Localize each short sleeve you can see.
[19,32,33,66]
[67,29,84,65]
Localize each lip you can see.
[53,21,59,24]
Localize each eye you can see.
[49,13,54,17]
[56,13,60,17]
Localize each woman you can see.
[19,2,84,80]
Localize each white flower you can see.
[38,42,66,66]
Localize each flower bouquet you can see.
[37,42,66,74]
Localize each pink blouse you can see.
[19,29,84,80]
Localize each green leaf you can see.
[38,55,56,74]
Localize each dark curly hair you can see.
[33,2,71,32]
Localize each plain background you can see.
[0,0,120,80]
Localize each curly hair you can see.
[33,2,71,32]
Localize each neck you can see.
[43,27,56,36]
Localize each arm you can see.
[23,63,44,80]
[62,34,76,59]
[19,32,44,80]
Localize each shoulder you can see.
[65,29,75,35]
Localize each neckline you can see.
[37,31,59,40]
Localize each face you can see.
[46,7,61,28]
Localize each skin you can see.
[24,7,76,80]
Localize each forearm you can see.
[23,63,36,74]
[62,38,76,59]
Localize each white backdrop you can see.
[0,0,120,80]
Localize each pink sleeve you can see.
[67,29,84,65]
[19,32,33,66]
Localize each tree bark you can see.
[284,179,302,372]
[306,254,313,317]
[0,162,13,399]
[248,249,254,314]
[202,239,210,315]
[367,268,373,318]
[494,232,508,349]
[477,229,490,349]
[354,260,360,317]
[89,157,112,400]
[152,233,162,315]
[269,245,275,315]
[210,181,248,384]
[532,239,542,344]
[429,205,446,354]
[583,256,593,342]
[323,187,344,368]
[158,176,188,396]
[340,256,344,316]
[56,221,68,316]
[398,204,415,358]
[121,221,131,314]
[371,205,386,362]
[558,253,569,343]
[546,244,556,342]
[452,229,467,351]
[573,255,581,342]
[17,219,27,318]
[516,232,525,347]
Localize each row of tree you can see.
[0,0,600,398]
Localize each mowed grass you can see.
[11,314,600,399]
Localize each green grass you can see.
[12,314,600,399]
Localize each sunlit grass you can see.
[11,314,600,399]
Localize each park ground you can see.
★ ★ ★ ★ ★
## DO THIS
Reproduce every line of the records above without any alteration.

## ANSWER FOR THIS EXERCISE
Localize each short sleeve you can see.
[19,32,33,66]
[67,29,84,65]
Localize each lip you can see.
[53,21,59,24]
Localize each eye you can see.
[49,13,54,17]
[56,13,60,17]
Localize each woman you can see.
[19,2,84,80]
Localize each white flower you can see.
[38,42,66,66]
Localize each flower bouquet you can see.
[37,42,66,74]
Localize each pink blouse you can see.
[19,29,84,80]
Localize each green leaf you can see.
[38,55,56,74]
Localize each dark curly hair you can see.
[33,2,71,32]
Localize each plain background you can see.
[0,0,120,80]
Localize each curly hair you can see.
[33,2,71,32]
Localize each neck you can see.
[43,27,56,36]
Localize each arm you can see.
[23,63,44,80]
[62,34,76,59]
[19,32,44,80]
Localize each shoulder you can see.
[65,29,75,35]
Localize each neckline you can see.
[37,31,59,40]
Localize each face you can see.
[46,7,61,28]
Localize each skin you can see.
[24,7,76,80]
Localize each forearm you can see.
[23,63,36,74]
[62,38,76,59]
Localize each white backdrop you can see.
[0,0,120,80]
Localize each pink sleeve you can see.
[67,29,84,65]
[19,32,33,66]
Localize each tree bark you can see.
[284,179,302,372]
[306,254,313,317]
[0,162,13,399]
[248,249,254,314]
[202,239,210,315]
[367,268,373,318]
[494,232,508,349]
[477,229,490,349]
[354,260,360,317]
[89,157,112,400]
[152,233,162,315]
[269,245,275,315]
[210,181,248,384]
[532,239,542,344]
[429,205,446,354]
[583,256,593,342]
[323,187,344,368]
[158,176,188,396]
[340,256,344,316]
[56,221,68,316]
[398,204,415,358]
[121,221,131,314]
[371,205,386,362]
[558,253,569,343]
[546,244,556,342]
[452,229,467,351]
[573,255,581,342]
[17,219,27,318]
[516,232,525,347]
Localize each row of tree you can see.
[0,0,600,398]
Localize each mowed grass you can see.
[11,314,600,399]
Localize each green grass you can see.
[12,314,600,399]
Localize each sunlit grass you can see.
[11,314,600,399]
Localize each park ground you can see.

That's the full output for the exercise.